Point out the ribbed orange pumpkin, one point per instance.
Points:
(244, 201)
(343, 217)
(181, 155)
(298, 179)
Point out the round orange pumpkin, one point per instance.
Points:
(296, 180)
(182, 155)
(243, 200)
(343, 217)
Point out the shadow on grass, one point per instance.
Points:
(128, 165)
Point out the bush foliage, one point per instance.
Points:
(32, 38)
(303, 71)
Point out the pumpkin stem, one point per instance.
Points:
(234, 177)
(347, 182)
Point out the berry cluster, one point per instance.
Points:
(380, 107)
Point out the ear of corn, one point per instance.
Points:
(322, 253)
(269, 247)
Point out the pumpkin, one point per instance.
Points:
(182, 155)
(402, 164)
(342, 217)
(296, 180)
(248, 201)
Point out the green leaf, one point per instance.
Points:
□ □ □ □ □
PROBLEM REQUIREMENTS –
Please reproduce the data as it was given, with every line exact.

RESPONSE –
Point out the ribbed orange pumpkin, one point per instance.
Points:
(244, 201)
(343, 217)
(181, 155)
(298, 179)
Point out the round orange pumpkin, one point per instance.
Points:
(296, 180)
(182, 155)
(243, 200)
(343, 217)
Point out the shadow on grass, one point per instance.
Points:
(128, 165)
Point out the bush foliage, one point per instance.
Points:
(32, 38)
(303, 71)
Point out the pumpkin stem, one point per instance.
Points:
(234, 177)
(347, 182)
Point out the berry cluster, one point per instance.
Points:
(380, 107)
Point out the ear of corn, one point per instance.
Points:
(322, 253)
(269, 247)
Point out the pumpkin, one point per instance.
Points:
(182, 155)
(402, 164)
(342, 217)
(296, 180)
(248, 201)
Point out the green leaf, one point per instance.
Points:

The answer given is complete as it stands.